**SET TASK**.
Change "Locate it precisely" to "Pinpoint it" throughout the items below, keeping everything else the same, and omit the pictures from your answer.

**Stored items from a collection**.
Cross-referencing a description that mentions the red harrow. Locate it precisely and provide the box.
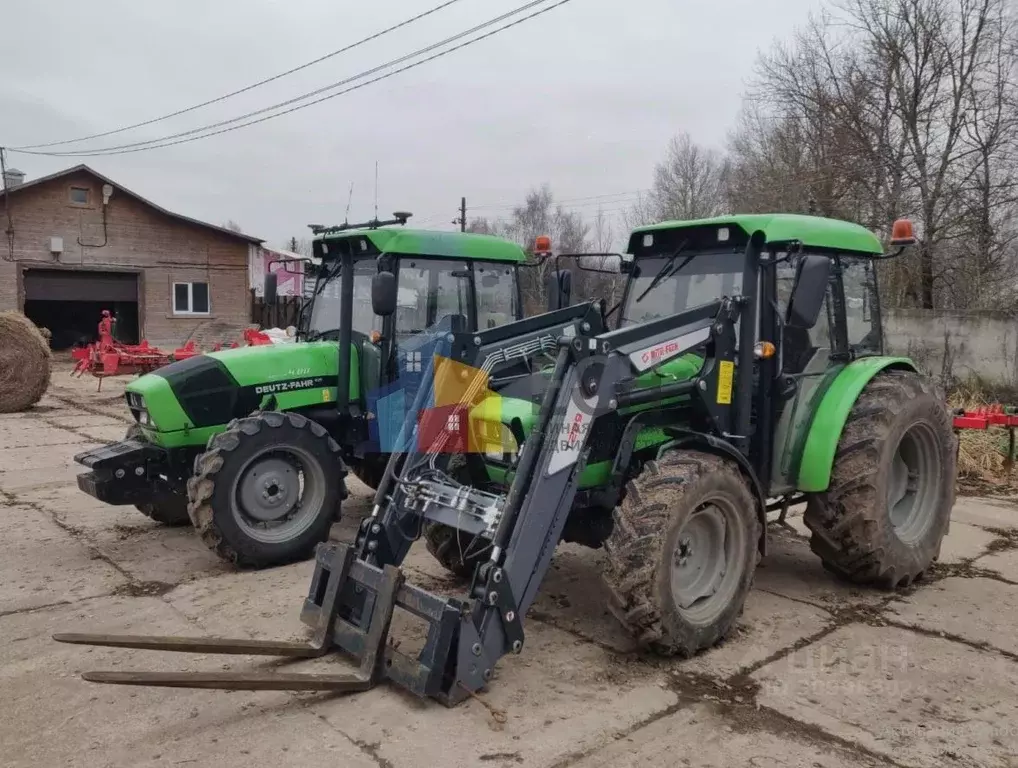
[954,404,1018,472]
[71,310,272,390]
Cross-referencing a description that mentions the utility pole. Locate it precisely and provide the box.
[452,198,466,232]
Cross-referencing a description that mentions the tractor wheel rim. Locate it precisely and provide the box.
[671,498,746,625]
[888,423,943,544]
[232,445,326,544]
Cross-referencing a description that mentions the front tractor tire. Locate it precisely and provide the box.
[604,450,761,657]
[803,370,957,589]
[187,412,346,568]
[124,424,190,528]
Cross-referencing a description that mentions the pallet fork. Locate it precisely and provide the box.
[54,260,755,706]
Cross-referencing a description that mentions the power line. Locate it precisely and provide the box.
[10,0,468,151]
[471,189,651,210]
[11,0,572,157]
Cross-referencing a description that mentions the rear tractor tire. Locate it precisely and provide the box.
[187,412,346,568]
[803,371,957,589]
[124,424,190,528]
[604,450,760,657]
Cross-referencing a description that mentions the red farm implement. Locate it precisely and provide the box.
[71,310,272,389]
[954,404,1018,472]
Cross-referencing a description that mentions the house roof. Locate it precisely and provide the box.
[0,163,265,244]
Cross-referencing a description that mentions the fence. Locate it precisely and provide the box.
[884,309,1018,389]
[251,289,301,329]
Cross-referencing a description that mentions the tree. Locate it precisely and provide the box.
[728,0,1018,309]
[649,133,728,221]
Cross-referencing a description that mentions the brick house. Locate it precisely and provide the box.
[0,165,262,349]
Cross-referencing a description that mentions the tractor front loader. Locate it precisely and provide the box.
[49,232,764,705]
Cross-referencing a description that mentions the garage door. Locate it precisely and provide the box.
[24,269,137,301]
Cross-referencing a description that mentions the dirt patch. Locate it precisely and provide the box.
[477,752,523,763]
[110,582,177,597]
[986,528,1018,554]
[113,523,150,541]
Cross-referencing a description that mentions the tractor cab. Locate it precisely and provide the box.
[298,214,525,478]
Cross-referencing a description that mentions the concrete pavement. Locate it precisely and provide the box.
[0,373,1018,768]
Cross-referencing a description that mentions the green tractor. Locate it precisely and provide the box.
[54,210,956,706]
[74,214,526,567]
[423,215,956,607]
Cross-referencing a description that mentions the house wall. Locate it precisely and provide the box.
[0,171,258,348]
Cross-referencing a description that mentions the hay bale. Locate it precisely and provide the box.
[0,311,50,414]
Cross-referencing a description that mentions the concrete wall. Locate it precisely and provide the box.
[884,309,1018,387]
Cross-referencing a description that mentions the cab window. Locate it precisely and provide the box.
[473,263,517,331]
[396,259,470,339]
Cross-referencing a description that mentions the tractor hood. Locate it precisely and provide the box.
[470,354,703,434]
[126,341,348,447]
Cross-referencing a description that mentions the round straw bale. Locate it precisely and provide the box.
[0,311,50,414]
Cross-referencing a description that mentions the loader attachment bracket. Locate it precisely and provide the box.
[477,564,523,653]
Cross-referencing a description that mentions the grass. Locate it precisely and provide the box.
[948,382,1018,494]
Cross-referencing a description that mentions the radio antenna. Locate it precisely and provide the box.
[343,181,353,224]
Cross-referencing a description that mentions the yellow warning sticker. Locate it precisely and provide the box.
[718,360,735,405]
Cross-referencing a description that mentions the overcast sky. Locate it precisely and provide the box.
[0,0,819,245]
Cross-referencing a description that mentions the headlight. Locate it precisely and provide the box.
[482,422,519,462]
[127,392,156,427]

**WRITTEN SOLUTION**.
Cross-referencing a description that mentions the red harrow. Pinpoint it and provide the box.
[954,404,1018,472]
[71,310,272,390]
Cross-referencing a description that mentions the utility pole. Pinpoint it and provide the box.
[452,198,466,232]
Cross-referencing a description that mentions the tractor wheel rim. Pinpoint it and provide the box.
[671,498,746,625]
[888,423,943,544]
[232,445,326,544]
Cross-referencing a description that mentions the front tractor tire. Pinpoint it and provide the box.
[604,450,761,657]
[803,370,957,589]
[187,412,346,568]
[124,424,190,528]
Cross-referencing a description that mentions the pallet fork. Pinpoint it and provide the box.
[54,260,755,706]
Cross-referencing a description that mentions the power line. Pinpoint it and provide the box.
[10,0,468,151]
[471,189,651,210]
[11,0,572,157]
Cross-referencing a description that mentions the rear tractor tire. Pinpoint it and provide the box.
[187,412,346,568]
[803,371,957,589]
[124,424,190,528]
[604,450,760,657]
Cross-referencing a description that mentions the red farm implement. Pinpoint it and provide the box.
[71,310,272,389]
[954,404,1018,472]
Cross-referencing a description that mentions the house roof. Pinpoint it and provide the box.
[0,163,265,244]
Cross-referencing a description that mentions the fence. Pinpoint it and provide the box.
[884,309,1018,389]
[251,289,301,329]
Cross-referencing a description that mentions the tree. Pinpoint it and provide the box.
[728,0,1018,309]
[649,133,728,221]
Cross-referencing a description that mentions the brick house. Pinpoint it and provide the box.
[0,165,262,349]
Cross-referencing a description that mentions the tractor front loader. Pinpoint it and provide the box.
[49,232,764,705]
Cross-referencing a description that mentions the garage door. Pinpoint it and provide the box.
[24,269,137,301]
Cross-referencing a description that mentions the dirt patch. Pinpoint it and provide the box.
[477,752,523,763]
[110,582,177,597]
[986,528,1018,554]
[113,523,150,541]
Cross-referencing a description that mentions the tractor cab. Pinpoint it and provide the box.
[298,214,525,478]
Cross-referencing a description that mentions the concrete pavement. Pinpoint it and provide the box.
[0,373,1018,768]
Cross-referencing a description that mentions the green tractor. Pinpoint it and provide the box.
[54,210,956,706]
[74,214,526,567]
[423,215,956,607]
Cross-referencing a description that mentions the house wall. Pinpoint it and provide the box.
[0,171,258,348]
Cross-referencing a description that mentions the hay bale. Pinpoint it and provide the box.
[0,311,50,414]
Cross-referencing a description that mentions the concrete wall. Pinpoint it and provide the box.
[884,309,1018,387]
Cross-referencing a description that mentions the cab window. Pinpoint it and provide the box.
[473,263,517,331]
[396,259,470,339]
Cross-referencing a description that mentions the tractor hood. Pinpoint it and provide the box.
[470,354,703,434]
[126,341,348,447]
Cross-referencing a description that mentions the round straw bale. Pinpoint it and provide the box.
[0,311,50,414]
Cross-referencing a description that mentions the loader attachment bracket. Pinpoint it and provide the box.
[477,564,523,653]
Cross-referencing a description that mentions the grass. Pinpoint it and provide the box.
[948,382,1018,494]
Cross-referencing a description that mentions the radio antenna. Pinpoint it and provide the box.
[343,181,353,224]
Cross-referencing a description that mentions the yellow warning sticker. Pinpoint it and provide the box.
[718,360,735,405]
Cross-referencing a description that mentions the overcast sky. Pinpoint it and provide the box.
[0,0,819,245]
Cross-referencing a description that mentions the headlight. Pinpoint it and provide the box.
[482,422,519,462]
[127,392,156,427]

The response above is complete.